--- DESCRIPTION OF THE TASK ---
Rewrite every item with "pixel coordinates" changed to "image coordinates", keeping everything else the same.

--- Items from a dataset ---

============================================================

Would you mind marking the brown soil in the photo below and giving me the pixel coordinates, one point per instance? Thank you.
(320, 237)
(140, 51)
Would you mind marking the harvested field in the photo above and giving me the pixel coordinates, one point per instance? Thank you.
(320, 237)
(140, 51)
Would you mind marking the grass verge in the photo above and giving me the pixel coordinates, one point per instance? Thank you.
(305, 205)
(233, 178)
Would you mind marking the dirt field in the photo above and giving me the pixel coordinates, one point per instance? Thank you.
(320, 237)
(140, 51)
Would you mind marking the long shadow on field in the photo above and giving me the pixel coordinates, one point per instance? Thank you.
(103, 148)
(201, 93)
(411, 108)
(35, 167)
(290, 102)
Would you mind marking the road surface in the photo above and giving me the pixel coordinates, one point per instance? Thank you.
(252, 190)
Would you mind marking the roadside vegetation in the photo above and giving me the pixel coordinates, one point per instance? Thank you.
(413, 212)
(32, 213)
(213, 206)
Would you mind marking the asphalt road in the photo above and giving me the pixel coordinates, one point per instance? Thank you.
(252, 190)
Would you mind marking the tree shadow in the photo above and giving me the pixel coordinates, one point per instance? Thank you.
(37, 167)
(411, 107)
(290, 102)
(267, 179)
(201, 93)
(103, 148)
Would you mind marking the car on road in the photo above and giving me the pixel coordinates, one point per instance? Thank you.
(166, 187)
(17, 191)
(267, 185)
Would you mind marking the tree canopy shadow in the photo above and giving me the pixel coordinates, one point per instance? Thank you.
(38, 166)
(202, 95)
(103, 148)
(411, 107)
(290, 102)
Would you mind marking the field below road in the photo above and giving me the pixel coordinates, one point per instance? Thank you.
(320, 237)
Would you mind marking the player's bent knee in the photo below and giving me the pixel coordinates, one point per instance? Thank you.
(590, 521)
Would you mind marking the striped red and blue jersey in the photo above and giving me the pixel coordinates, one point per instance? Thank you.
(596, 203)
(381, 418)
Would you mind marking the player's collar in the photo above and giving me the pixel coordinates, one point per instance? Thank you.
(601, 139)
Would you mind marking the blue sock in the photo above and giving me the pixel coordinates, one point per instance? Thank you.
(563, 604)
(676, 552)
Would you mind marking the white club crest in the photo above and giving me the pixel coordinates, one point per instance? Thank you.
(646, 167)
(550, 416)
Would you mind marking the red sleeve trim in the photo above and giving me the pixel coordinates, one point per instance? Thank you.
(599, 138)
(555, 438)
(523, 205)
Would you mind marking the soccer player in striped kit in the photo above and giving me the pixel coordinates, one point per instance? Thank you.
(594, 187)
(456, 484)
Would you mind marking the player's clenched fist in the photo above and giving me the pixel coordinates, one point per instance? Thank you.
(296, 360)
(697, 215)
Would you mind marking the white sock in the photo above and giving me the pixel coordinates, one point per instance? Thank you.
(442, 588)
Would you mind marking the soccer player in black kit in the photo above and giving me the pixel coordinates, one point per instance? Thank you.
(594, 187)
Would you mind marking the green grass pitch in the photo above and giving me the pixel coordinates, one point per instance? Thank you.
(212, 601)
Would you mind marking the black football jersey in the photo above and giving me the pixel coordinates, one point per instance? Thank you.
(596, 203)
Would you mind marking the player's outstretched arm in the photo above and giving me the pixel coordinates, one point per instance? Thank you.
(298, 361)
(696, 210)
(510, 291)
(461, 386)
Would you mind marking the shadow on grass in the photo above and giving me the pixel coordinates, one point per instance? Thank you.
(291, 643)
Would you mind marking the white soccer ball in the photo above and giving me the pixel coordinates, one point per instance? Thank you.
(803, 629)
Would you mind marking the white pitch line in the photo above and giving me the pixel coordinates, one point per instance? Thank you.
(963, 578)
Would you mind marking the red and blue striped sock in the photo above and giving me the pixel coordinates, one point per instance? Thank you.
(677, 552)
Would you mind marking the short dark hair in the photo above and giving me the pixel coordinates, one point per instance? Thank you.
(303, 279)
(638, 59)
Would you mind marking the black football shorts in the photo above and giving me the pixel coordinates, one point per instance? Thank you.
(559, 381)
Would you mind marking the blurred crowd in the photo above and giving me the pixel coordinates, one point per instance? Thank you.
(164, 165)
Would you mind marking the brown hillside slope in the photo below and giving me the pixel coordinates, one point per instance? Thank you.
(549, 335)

============================================================

--- CORRECT RESPONSE ---
Would you mind marking the brown soil in the photo below and giving me the image coordinates, one point per instance? Thank you.
(320, 237)
(140, 51)
Would you mind marking the harvested field in the photo above and giving me the image coordinates, one point per instance? Thank you.
(320, 237)
(140, 51)
Would you mind marking the grass verge in the photo above and giving me the image coordinates, one point per instance? Thank you.
(305, 205)
(233, 178)
Would you mind marking the dirt field in the photo above and giving me the image coordinates, one point per instance? Thank you.
(320, 237)
(140, 51)
Would you mind marking the long shadow on field in the photo above and giving me the image coordinates, one point per instance? Thank you.
(103, 148)
(201, 93)
(411, 108)
(35, 167)
(290, 102)
Would you mind marking the road surface in the photo above and giving me the image coordinates, one point per instance? Thank you.
(252, 190)
Would you mind marking the roadside vegetation in the photo above and giving me the image coordinates, one point per instance? Thank you.
(413, 212)
(32, 213)
(213, 206)
Would you mind marking the asphalt road in the photo above and giving me the image coordinates, one point per instance? Thank you.
(252, 190)
Would you mind marking the tree shadow in the photo above and giving me the image coordinates, one point per instance? Thank you.
(37, 167)
(411, 107)
(290, 102)
(267, 179)
(201, 93)
(103, 148)
Would you mind marking the car on road in the photo above and giving me the image coordinates, one point per instance? Thank you.
(166, 187)
(17, 191)
(267, 185)
Would you mind marking the tree canopy shadow in the photo above and giving me the image coordinates, one point per instance? Thank you.
(38, 166)
(202, 95)
(103, 148)
(411, 107)
(290, 102)
Would you mind marking the field below road in the photo above and giving me the image coordinates, one point per instance? Thank you.
(320, 237)
Would you mind marking the player's bent knee in the photo below and giving me the image coordinates, one point per instance? Thank you.
(590, 521)
Would you mind marking the striped red and blue jersey in the photo above and giving me the image coordinates, one point per instance? Thank you.
(596, 203)
(381, 418)
Would you mind marking the player's collar in the photo above and giving me the image coordinates, one point per instance? Thank you.
(601, 139)
Would you mind marking the blue sock in the photo above and giving me the image coordinates, one point per instance? Thank you.
(563, 604)
(676, 552)
Would you mind marking the white club crest in the photo above and giving me the image coordinates, one point per instance? Thank you.
(646, 167)
(550, 416)
Would you mind marking the red sleeve trim in the photo above and giving me the image coordinates, one point per instance? Thank you.
(599, 138)
(555, 438)
(523, 205)
Would you mind marking the soccer player in striped kit in the photo above and giving me the image coordinates, one point per instance? Thank you.
(594, 187)
(456, 484)
Would you mind marking the player's clenched fist in the photo above and giving me the image coordinates, one point per instance? Thank you.
(296, 360)
(697, 215)
Would you mind marking the white sock in the photo above and giving me the image coordinates, one point per instance? Thank you.
(442, 588)
Would you mind marking the soccer player in black kit in the photo above and giving me the image coordinates, one point per instance? Thank you.
(594, 187)
Would you mind marking the green grass pitch in the photo above and giving me the image coordinates, one point per instance? Thank you.
(212, 601)
Would you mind marking the black football jersey in the photo above and giving me the image coordinates, one point per instance? Thank you.
(596, 203)
Would you mind marking the player's outstretched arm in the photo above and giving me the image coordinates, one point per instance? Thank you.
(298, 361)
(696, 210)
(510, 291)
(461, 386)
Would you mind marking the shadow on grass in the photo above and giving me the image coordinates, one point per instance? Thank you.
(291, 643)
Would you mind marking the white soccer ball in the photo above and giving me the image coordinates, one point per instance? Thank you.
(803, 629)
Would you mind marking the white pitch line in the photo above and giving me the image coordinates, one point per instance? Thank you.
(963, 578)
Would you mind marking the red and blue striped sock in the photo above and giving me the image coordinates, one point per instance? Thank you.
(677, 552)
Would you mind marking the short dark hair in the photo above and giving me the image coordinates, one point per instance? Thank you.
(303, 279)
(638, 59)
Would you mind marking the black football shorts in the photo above and giving me the image coordinates, one point per instance? Thank you.
(559, 381)
Would you mind marking the blurred crowd in the photo above and giving me the image coordinates, one point per instance? Thank you.
(164, 165)
Would you mind marking the brown hillside slope in the photo below and giving me the image coordinates, one point per instance? Thank you.
(549, 335)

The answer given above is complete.